Short problem 1 => Summarize the Joyva passage below in two sentences.
Short problem 2 => Copy the Joyva passage below word for word, starting at "The company renamed" and ending at "deep Brooklyn roots.".
Short problem 3 => Write what comes next in the Joyva passage below, picking up after its last sentence.

Source excerpt =>
• • • •

Joyva, the fourth-generation family-owned kosher candy company, has come a long way since it was first launched in 1907 as a pushcart on the Lower East Side.
It was then that Nathan Radutzky, a Jewish immigrant from Kyiv, began selling homemade halvah, the sweet sesame confection, along with other treats under the name Independent Halvah and Candies. Soon Radutzky and his wife, Ray, opened a small storefront in the neighborhood on Orchard Street before moving to its current digs at 53 Varick Avenue in Bushwick in 1931.
The company renamed itself Joyva — a portmanteau of “joy” and its signature product, halvah — in 1951 and has remained in its 40,000-square-foot Brooklyn factory ever since.
Now a company long associated with iconic Passover candies and other year-round treats is undergoing a rebrand — tweaking its packaging, eliminating artificial ingredients and aiming to attract a new generation of customers by calling attention to the company’s deep Brooklyn roots.

• • • •

Entries =>

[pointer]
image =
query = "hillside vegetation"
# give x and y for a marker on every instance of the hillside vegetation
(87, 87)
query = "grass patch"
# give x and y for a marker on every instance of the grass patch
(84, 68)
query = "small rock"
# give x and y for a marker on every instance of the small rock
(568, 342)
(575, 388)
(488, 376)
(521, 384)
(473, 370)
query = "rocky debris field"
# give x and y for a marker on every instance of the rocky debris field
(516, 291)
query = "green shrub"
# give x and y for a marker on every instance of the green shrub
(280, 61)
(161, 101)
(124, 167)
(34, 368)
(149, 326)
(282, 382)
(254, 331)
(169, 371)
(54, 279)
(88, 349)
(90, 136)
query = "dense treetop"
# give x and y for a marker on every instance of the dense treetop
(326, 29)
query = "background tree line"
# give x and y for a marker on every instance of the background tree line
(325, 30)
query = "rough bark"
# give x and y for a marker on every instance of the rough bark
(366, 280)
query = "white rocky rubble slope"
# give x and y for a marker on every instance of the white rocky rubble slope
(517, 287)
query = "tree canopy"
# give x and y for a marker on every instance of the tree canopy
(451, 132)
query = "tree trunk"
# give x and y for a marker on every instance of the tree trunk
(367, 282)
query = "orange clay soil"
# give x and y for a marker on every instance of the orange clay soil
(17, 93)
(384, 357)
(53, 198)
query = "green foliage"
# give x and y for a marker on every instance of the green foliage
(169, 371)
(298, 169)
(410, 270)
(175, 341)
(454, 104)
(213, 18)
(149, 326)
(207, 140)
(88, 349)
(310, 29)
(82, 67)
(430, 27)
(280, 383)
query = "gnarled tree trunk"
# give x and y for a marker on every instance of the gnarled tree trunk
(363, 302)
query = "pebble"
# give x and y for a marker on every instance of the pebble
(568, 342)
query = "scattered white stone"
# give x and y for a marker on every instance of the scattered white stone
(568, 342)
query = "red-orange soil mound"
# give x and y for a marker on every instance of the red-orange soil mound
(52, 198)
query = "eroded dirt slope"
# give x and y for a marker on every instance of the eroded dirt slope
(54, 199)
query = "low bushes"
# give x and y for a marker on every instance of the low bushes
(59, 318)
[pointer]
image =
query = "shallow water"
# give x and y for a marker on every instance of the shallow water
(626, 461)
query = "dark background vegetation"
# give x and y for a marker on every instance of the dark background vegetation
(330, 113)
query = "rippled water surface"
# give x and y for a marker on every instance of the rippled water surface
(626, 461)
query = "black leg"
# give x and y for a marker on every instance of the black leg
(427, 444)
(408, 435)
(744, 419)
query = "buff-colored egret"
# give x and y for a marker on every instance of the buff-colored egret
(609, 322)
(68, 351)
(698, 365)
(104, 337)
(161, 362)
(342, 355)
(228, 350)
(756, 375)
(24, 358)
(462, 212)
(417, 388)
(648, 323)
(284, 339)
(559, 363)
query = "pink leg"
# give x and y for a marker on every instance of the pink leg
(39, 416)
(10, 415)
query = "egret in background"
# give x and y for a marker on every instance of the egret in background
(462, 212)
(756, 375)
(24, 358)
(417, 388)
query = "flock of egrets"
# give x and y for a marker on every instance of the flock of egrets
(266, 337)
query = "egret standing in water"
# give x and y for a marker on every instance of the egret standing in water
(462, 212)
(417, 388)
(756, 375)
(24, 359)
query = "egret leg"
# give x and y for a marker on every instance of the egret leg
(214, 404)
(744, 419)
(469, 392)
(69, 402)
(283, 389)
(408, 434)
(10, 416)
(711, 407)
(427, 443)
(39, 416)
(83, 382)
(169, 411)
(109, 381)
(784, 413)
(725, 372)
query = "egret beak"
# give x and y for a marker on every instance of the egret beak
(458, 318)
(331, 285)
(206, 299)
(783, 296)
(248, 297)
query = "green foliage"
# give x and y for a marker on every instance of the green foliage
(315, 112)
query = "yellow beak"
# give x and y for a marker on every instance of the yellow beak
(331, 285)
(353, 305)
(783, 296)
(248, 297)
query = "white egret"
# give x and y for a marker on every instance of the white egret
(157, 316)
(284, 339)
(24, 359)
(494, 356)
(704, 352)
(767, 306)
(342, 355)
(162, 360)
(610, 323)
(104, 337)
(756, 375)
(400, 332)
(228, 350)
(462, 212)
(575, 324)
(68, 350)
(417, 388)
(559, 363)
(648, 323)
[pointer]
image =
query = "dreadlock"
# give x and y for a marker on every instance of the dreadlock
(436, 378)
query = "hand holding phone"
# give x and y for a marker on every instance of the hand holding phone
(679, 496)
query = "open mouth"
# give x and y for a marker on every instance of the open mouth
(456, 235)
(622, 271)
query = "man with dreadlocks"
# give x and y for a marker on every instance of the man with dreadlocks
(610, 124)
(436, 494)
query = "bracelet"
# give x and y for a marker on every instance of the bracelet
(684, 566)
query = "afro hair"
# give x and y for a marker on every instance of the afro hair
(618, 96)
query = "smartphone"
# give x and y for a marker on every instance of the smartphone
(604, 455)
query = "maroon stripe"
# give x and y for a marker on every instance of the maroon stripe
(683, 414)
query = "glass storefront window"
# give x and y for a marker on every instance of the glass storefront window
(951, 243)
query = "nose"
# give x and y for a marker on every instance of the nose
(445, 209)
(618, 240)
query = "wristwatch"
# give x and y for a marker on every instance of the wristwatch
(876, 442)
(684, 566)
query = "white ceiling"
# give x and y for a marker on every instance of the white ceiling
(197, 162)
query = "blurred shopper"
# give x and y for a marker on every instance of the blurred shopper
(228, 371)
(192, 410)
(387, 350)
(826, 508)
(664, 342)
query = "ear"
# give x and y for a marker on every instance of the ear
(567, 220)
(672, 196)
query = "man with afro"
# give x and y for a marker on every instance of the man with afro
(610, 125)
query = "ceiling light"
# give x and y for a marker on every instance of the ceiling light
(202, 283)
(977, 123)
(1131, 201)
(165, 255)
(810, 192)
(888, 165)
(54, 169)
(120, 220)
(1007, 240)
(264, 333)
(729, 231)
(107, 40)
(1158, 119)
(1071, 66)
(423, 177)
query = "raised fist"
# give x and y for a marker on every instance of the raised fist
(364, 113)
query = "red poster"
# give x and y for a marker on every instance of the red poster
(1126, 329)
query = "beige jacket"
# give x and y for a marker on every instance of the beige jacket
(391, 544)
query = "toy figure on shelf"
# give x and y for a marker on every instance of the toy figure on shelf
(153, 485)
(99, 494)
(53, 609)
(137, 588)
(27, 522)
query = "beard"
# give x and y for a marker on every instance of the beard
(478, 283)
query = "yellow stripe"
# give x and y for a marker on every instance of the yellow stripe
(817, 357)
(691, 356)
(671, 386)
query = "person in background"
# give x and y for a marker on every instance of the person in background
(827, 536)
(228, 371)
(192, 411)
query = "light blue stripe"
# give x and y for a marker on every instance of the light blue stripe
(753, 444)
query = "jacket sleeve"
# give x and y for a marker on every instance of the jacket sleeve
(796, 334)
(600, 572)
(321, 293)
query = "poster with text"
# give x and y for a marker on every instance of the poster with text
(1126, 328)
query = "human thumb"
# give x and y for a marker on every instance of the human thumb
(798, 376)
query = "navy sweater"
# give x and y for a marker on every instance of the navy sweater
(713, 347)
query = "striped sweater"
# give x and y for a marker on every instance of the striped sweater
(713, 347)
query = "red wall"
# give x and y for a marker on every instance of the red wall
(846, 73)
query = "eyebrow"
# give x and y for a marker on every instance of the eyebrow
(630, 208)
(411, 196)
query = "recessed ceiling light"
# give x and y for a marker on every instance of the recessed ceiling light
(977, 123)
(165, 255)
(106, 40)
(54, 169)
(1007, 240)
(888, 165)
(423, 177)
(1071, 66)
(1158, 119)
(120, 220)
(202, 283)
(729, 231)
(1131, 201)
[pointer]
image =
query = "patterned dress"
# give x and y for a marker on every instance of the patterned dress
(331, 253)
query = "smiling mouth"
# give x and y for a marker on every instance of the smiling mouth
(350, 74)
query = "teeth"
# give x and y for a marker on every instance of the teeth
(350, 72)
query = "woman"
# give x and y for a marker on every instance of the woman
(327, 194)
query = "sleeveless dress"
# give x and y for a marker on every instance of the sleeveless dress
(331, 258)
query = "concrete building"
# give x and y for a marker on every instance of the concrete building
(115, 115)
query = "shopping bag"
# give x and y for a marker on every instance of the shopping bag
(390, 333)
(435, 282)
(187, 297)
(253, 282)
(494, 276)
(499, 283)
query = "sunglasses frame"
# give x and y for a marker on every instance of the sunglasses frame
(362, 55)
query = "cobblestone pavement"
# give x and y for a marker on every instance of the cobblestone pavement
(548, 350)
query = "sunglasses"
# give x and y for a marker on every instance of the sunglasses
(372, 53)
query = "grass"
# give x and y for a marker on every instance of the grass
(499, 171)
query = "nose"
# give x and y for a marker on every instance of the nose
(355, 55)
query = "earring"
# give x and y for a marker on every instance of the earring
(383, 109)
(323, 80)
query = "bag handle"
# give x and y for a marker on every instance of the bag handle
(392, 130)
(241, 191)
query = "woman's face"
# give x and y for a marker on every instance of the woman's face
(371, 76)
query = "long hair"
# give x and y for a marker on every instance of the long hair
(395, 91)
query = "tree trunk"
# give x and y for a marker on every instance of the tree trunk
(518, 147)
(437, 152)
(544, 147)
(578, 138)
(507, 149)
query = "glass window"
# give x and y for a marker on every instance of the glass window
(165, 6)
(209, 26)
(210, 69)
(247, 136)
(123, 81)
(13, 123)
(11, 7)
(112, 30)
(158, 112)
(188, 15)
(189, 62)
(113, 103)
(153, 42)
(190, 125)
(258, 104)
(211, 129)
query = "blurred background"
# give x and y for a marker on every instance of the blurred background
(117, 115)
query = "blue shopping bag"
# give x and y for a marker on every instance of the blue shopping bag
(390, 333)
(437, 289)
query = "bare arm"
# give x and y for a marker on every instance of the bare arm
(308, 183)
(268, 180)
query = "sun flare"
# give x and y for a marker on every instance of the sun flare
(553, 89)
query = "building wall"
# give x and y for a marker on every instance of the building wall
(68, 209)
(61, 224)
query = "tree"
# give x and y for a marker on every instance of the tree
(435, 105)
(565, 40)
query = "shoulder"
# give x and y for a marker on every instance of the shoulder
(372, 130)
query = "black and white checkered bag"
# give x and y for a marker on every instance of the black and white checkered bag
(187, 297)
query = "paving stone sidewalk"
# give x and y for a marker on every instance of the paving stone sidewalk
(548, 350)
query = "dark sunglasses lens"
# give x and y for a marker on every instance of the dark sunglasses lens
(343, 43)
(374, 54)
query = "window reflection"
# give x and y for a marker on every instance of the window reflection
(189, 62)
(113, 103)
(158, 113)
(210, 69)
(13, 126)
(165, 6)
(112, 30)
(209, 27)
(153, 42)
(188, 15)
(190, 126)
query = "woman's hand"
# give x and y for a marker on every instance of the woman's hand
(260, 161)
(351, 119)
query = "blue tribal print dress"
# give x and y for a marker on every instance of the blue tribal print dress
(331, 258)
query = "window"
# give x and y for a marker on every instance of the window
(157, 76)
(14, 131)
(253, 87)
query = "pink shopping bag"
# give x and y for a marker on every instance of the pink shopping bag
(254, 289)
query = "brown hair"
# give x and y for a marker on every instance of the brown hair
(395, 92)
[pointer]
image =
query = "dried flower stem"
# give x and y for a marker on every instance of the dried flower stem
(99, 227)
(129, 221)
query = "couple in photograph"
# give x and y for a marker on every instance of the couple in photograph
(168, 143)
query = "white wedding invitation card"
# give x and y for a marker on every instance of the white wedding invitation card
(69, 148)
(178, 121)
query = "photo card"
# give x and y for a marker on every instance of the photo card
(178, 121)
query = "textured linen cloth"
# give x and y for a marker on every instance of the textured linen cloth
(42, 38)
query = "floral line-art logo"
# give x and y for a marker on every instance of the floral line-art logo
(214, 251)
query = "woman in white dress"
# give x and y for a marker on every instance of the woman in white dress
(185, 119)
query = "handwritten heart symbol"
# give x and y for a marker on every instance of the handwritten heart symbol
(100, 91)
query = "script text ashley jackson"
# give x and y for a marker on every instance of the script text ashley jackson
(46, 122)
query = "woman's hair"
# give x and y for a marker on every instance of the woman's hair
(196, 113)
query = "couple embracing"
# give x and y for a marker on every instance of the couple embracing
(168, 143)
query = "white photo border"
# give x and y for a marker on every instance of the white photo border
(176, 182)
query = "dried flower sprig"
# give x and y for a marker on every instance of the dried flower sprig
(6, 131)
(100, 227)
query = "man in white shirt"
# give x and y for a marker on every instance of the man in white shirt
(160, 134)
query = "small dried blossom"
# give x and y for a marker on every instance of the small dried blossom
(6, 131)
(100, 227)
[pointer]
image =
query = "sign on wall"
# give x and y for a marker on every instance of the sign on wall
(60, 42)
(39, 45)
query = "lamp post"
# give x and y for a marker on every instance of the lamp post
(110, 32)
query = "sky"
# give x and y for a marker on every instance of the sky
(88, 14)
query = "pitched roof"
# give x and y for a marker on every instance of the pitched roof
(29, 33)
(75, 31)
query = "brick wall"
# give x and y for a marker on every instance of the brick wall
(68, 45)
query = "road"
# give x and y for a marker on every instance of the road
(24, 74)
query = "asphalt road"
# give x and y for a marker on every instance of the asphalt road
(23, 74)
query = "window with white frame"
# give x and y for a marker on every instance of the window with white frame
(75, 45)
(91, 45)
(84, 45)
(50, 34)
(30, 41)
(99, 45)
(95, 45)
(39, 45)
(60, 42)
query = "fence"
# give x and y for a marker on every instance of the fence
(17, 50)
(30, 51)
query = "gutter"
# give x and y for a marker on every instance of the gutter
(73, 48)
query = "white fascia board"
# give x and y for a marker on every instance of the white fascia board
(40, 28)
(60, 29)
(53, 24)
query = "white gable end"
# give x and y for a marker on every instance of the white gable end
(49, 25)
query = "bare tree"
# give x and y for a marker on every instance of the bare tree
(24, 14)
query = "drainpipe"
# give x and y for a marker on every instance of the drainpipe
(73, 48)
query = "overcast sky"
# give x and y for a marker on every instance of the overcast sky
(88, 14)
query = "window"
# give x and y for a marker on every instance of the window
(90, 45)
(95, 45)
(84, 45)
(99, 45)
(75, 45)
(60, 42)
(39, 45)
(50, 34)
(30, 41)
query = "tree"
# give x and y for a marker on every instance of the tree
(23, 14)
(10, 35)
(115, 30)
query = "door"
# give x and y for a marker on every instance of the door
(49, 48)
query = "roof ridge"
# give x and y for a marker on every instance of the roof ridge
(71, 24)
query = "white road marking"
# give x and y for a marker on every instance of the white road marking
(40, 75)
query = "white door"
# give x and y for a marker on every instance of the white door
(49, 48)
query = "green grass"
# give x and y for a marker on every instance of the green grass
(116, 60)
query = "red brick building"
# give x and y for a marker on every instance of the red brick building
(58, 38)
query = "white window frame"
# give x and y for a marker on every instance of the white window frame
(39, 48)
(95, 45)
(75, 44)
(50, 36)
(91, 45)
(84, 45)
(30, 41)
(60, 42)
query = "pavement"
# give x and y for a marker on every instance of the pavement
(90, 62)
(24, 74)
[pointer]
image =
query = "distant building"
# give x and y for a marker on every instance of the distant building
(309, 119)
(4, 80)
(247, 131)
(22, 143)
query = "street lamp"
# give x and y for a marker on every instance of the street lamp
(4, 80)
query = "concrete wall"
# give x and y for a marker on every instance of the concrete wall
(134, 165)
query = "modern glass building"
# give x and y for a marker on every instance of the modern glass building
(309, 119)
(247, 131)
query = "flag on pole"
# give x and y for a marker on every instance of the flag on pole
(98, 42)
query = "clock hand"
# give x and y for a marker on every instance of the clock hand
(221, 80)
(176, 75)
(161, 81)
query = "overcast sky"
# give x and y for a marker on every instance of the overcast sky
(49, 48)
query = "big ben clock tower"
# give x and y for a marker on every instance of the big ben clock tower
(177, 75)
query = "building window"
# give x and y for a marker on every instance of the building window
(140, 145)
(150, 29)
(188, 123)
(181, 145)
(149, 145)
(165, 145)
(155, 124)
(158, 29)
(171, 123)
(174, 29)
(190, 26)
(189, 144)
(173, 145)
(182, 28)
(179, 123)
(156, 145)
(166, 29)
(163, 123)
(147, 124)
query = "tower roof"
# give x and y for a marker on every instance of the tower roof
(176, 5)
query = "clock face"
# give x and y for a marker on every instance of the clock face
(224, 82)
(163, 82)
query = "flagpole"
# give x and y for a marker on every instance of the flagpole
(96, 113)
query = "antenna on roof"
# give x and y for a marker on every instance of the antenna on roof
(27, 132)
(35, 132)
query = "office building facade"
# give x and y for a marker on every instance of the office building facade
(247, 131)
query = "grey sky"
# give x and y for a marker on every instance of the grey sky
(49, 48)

• • • •

Task output 1 => Joyva, a fourth-generation family-owned kosher candy company, began in 1907 as a Lower East Side pushcart where Nathan Radutzky, a Jewish immigrant from Kyiv, sold homemade halvah, and it moved to 53 Varick Avenue in Bushwick in 1931 before taking the name Joyva in 1951. The company is now rebranding by tweaking its packaging, eliminating artificial ingredients, and calling attention to its deep Brooklyn roots to attract a new generation of customers.

Task output 2 =>
The company renamed itself Joyva — a portmanteau of “joy” and its signature product, halvah — in 1951 and has remained in its 40,000-square-foot Brooklyn factory ever since.
Now a company long associated with iconic Passover candies and other year-round treats is undergoing a rebrand — tweaking its packaging, eliminating artificial ingredients and aiming to attract a new generation of customers by calling attention to the company’s deep Brooklyn roots.

Task output 3 =>
Cautiously steering these updates of the 117-year-old business are Richard Radutzky, Nathan’s 61-year-old grandson, and Sandy Wiener, Nathan’s 59-year-old great-grandson and Richard’s cousin.
“How can we make this company a little bit more contemporary and do something to make it bigger, better, more accessible, a little less stale and a little less old, without giving up what is beautiful about being old, which is a classic, nostalgic, trustworthy legacy?” Radutzky said.
During a visit to the factory last month by the New York Jewish Week, dozens of Joyva’s 60 employees were busy mixing the ingredients for the brand’s sugary marshmallows — which are molded and coated in layers of chocolate to become Marshmallow Twists — while others stirred tons of creamy, nutty tahini in industrial-sized copper kettles before adding in corn syrup to create halvah.
While the company’s name and methods of production may be much the same as they were in the 1960s — when they began manufacturing their iconic Jell Rings, a jelly candy coated in dark chocolate — some things have changed over the generations.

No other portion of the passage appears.